--- INPUT ROWS ---

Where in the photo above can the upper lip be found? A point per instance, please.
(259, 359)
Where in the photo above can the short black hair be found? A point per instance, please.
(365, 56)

---
--- INPUT ROWS ---

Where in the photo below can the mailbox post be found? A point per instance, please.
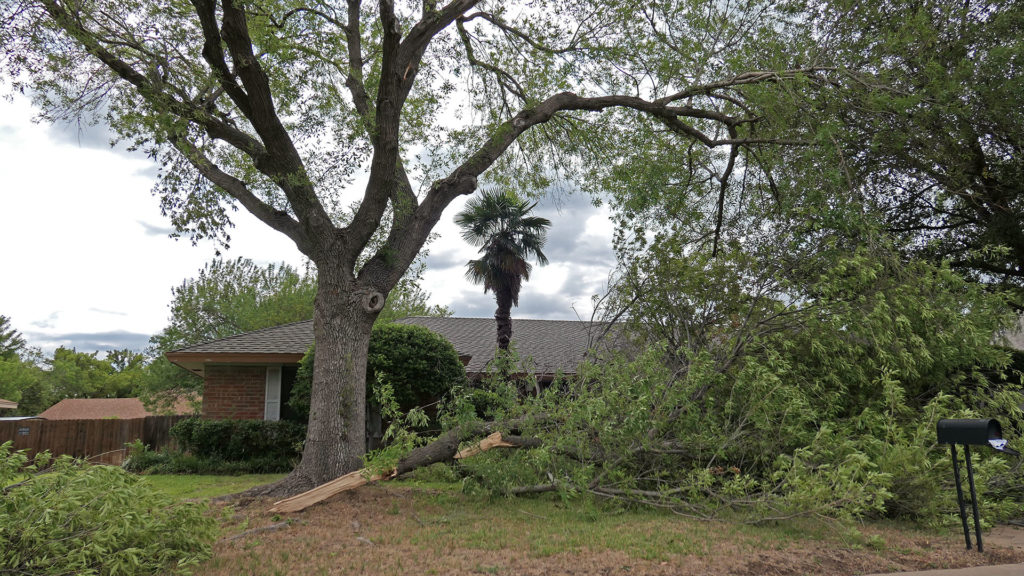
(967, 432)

---
--- INPUT ROWS ---

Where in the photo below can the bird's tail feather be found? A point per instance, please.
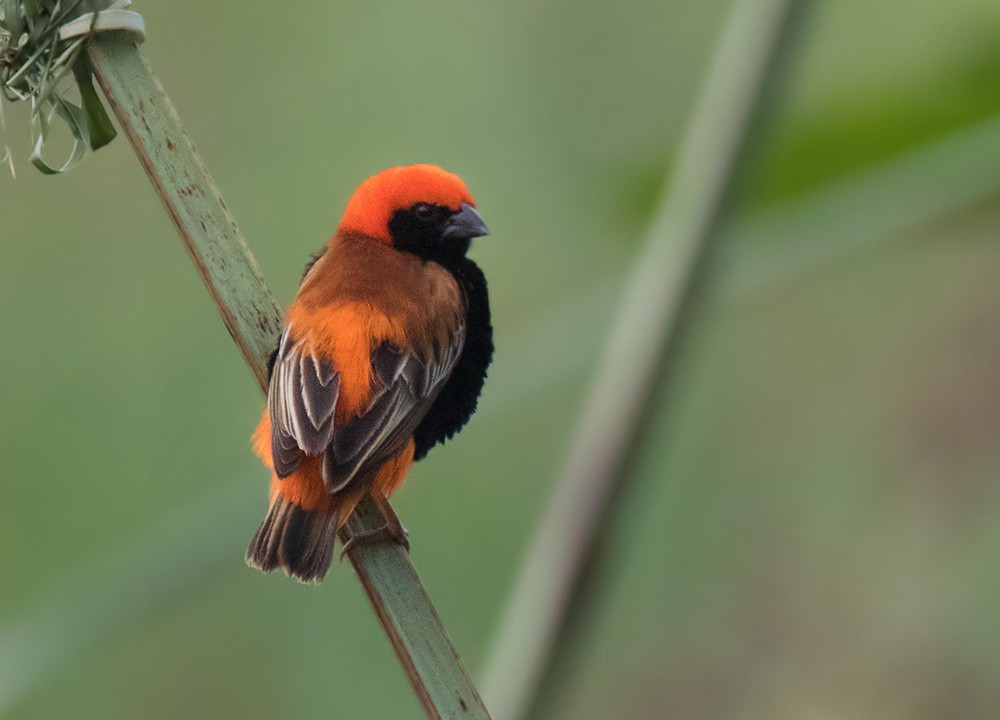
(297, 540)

---

Can you locate each line in the listing above that contains the word "please" and copy those lines out in full?

Where in the photo above can the upper lip be found? A point per instance, please.
Where in the photo above can the short black hair be found? A point per instance, please.
Where in the photo below can the mailbox post be found? A point per instance, please.
Where in the photo below can the bird's tail feather be found? A point per instance, please.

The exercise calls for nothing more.